» **REQUEST**
List each line below that contains the word "door".

» **SUPPLIED DATA**
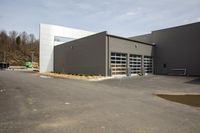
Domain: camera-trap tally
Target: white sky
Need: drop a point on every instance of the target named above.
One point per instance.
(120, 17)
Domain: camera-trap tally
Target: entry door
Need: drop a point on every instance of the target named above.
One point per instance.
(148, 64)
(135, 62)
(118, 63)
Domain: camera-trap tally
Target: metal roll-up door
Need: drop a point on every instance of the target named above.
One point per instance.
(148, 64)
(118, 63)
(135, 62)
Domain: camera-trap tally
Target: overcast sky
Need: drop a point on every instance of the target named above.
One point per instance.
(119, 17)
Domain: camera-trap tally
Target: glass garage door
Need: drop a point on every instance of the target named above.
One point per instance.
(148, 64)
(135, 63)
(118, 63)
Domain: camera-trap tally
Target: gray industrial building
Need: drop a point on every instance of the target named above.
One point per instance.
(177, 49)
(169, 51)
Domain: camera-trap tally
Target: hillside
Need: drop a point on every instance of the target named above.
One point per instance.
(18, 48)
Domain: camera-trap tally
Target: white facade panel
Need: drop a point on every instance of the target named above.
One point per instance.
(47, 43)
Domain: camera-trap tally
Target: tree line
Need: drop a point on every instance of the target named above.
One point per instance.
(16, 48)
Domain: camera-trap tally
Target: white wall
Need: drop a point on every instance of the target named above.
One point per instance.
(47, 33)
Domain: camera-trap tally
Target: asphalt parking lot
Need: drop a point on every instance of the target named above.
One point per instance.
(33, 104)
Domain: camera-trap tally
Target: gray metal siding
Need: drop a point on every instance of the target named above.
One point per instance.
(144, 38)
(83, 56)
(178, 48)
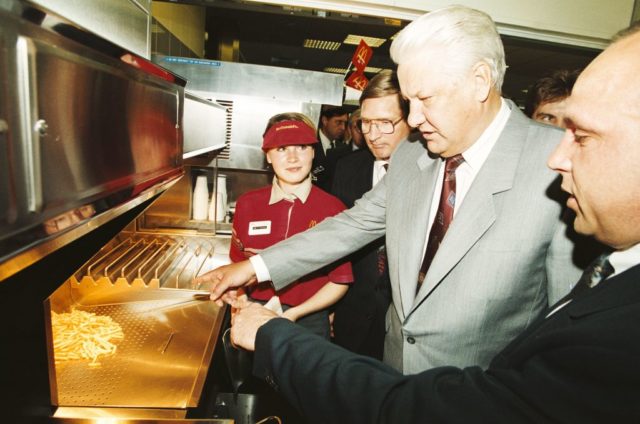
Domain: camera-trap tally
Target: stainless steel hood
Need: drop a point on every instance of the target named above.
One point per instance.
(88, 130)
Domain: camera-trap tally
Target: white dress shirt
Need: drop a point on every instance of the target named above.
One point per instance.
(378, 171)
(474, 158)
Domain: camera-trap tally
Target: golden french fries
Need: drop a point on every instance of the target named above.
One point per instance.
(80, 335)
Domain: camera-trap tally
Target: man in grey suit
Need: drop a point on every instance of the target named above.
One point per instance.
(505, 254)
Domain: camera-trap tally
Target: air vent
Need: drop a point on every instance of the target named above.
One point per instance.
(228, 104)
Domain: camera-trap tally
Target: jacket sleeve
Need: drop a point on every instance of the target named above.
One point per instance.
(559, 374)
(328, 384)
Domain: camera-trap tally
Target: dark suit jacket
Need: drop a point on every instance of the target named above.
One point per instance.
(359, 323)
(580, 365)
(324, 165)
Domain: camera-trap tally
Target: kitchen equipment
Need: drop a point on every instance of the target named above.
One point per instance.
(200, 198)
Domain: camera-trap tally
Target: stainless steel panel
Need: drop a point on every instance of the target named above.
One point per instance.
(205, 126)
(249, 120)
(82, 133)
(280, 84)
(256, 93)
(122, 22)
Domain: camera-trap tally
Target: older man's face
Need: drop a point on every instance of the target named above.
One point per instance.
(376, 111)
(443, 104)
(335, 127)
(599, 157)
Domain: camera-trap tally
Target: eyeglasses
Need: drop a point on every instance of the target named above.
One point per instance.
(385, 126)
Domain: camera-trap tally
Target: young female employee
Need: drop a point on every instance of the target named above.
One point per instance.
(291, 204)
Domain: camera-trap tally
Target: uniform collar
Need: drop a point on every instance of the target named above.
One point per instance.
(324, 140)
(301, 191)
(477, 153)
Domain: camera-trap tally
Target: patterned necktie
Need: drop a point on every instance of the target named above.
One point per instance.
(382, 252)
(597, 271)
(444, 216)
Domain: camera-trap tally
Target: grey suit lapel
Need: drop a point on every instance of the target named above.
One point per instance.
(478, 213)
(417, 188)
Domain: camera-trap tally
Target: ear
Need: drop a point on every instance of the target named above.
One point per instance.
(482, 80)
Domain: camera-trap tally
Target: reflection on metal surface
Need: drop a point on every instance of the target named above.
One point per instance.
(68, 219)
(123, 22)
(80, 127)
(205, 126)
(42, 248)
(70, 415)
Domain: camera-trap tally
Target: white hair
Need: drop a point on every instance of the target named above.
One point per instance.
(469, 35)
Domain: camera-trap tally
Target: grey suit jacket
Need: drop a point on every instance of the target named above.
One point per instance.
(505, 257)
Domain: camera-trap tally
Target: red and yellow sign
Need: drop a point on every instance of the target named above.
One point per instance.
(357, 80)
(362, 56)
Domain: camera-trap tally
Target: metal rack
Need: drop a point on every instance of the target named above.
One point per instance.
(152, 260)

» **REPLY**
Target: entry door
Target: metal roll-up door
Target: glass garage door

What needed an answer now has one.